• **Object point labels**:

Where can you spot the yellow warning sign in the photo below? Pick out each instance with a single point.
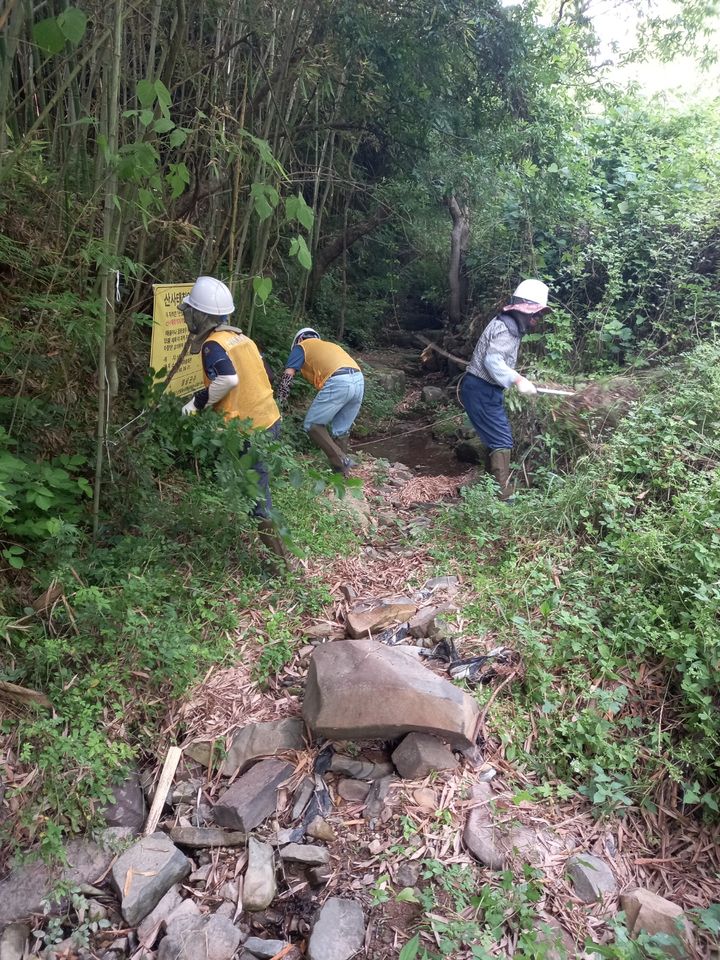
(169, 336)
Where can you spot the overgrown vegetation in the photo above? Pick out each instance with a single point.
(606, 580)
(365, 168)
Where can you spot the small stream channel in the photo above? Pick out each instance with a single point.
(418, 450)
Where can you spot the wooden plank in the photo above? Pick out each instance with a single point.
(164, 783)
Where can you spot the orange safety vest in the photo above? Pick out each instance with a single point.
(252, 399)
(322, 359)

• **WHAT IS BEING ASKED**:
Rewrite all the entries above with every "photo" changed to "image" and nothing else altered. Leave the pictures out of your answer.

• **CORRECT OUTPUT**:
Where can you spot the yellow warning sign in the image below? Pick out each instance with a single point.
(169, 336)
Where can you spot the overgrown vegetation in the image above? Pick out each instance with a single point.
(606, 580)
(365, 168)
Where can you spot the small stream channel in the image above? Pick out each instance with a single point.
(418, 450)
Where can you spot the wooden plank in the image above? Pick out each instance with a single point.
(164, 783)
Where can you spot the orange safety vest in the image above? Pick out each instance with a single point.
(252, 399)
(322, 359)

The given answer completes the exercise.